- Task description:
Starting at the top line, return each entry word for word.

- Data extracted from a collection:
= Beginning of Section =

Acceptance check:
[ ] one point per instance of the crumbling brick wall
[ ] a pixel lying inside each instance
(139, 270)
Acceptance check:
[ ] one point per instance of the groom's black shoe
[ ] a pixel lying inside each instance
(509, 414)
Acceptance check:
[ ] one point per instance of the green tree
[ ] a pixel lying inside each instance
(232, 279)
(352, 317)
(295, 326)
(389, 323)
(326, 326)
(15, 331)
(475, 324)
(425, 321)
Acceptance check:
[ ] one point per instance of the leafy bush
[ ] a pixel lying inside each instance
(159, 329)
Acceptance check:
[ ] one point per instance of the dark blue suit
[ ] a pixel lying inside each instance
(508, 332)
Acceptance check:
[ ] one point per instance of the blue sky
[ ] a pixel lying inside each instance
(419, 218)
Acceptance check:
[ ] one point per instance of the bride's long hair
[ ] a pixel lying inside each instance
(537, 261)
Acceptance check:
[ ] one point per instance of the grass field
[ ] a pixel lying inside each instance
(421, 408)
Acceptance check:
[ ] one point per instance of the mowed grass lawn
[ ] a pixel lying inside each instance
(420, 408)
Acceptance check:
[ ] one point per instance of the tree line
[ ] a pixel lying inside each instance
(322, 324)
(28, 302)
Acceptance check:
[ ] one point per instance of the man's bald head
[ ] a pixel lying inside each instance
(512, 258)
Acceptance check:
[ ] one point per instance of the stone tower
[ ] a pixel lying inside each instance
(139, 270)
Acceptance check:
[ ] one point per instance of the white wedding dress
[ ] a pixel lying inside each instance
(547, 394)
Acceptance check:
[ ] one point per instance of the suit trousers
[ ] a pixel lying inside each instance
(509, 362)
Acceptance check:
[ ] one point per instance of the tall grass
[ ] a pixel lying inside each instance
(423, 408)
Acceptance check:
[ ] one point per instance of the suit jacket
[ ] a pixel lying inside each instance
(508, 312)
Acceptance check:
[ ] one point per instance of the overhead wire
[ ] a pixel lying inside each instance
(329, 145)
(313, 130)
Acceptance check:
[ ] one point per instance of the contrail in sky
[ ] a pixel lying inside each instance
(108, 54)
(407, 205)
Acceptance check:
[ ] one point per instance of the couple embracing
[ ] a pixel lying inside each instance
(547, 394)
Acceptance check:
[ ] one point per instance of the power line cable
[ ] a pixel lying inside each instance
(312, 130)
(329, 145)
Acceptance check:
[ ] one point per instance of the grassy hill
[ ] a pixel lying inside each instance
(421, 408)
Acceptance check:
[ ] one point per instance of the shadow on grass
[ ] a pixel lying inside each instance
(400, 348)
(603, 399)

= End of Section =

- Expected output:
Acceptance check:
[ ] one point per instance of the crumbling brick wall
[ ] a pixel lying inside each instance
(139, 270)
Acceptance check:
[ ] one point per instance of the groom's black shoe
[ ] a pixel lying inside each instance
(509, 414)
Acceptance check:
[ ] one point per instance of the green tree
[ ] a pixel lying inside each instance
(232, 279)
(352, 317)
(295, 326)
(389, 323)
(326, 326)
(15, 331)
(475, 324)
(425, 321)
Acceptance check:
[ ] one point per instance of the leafy bush
[ ] a pixel lying inside each instance
(159, 329)
Acceptance check:
[ ] one point per instance of the dark blue suit
[ ] a pixel lying inside each instance
(508, 332)
Acceptance check:
[ ] one point per instance of the blue sky
[ ] a pixel lying inside each instance
(419, 218)
Acceptance check:
[ ] one point per instance of the bride's long hair
[ ] a pixel lying inside each instance
(537, 261)
Acceptance check:
[ ] one point per instance of the grass field
[ ] a pixel lying inside each instance
(421, 408)
Acceptance check:
[ ] one point per instance of the mowed grass lawn
[ ] a pixel lying inside each instance
(420, 408)
Acceptance check:
[ ] one point per instance of the tree line
[ ] a pixel lying inside each instance
(322, 324)
(28, 302)
Acceptance check:
[ ] one point per instance of the man's bald head
[ ] a pixel lying inside each instance
(512, 258)
Acceptance check:
[ ] one point per instance of the stone tower
[ ] a pixel lying inside each instance
(139, 270)
Acceptance check:
[ ] one point per instance of the white wedding dress
[ ] a pixel lying inside each instance
(547, 394)
Acceptance check:
[ ] one point per instance of the suit trousers
[ ] a pixel lying inside each instance
(509, 362)
Acceptance check:
[ ] one point per instance of the tall grass
[ ] a pixel lying inside each instance
(423, 408)
Acceptance check:
[ ] one point per instance of the suit jacket
[ ] a pixel lying inside each instance
(508, 312)
Acceptance check:
[ ] one point per instance of the overhead wire
[ ] a pixel lying inside each instance
(329, 145)
(313, 130)
Acceptance check:
[ ] one point per instance of the contrail in sky
[ ] a pixel lying inside each instance
(108, 54)
(407, 205)
Acceptance check:
[ ] one point per instance of the couple embracing
[ ] a pixel lying inside each instance
(547, 394)
Acceptance check:
[ ] one point per instance of the power line cable
[ ] a pixel lying inside each instance
(312, 130)
(329, 145)
Acceptance check:
[ ] one point per instance of the grassy hill
[ ] a pixel lying inside each instance
(421, 408)
Acceptance check:
[ ] one point per instance of the shadow on grass
[ ] a pixel lying inside each instance
(400, 348)
(603, 399)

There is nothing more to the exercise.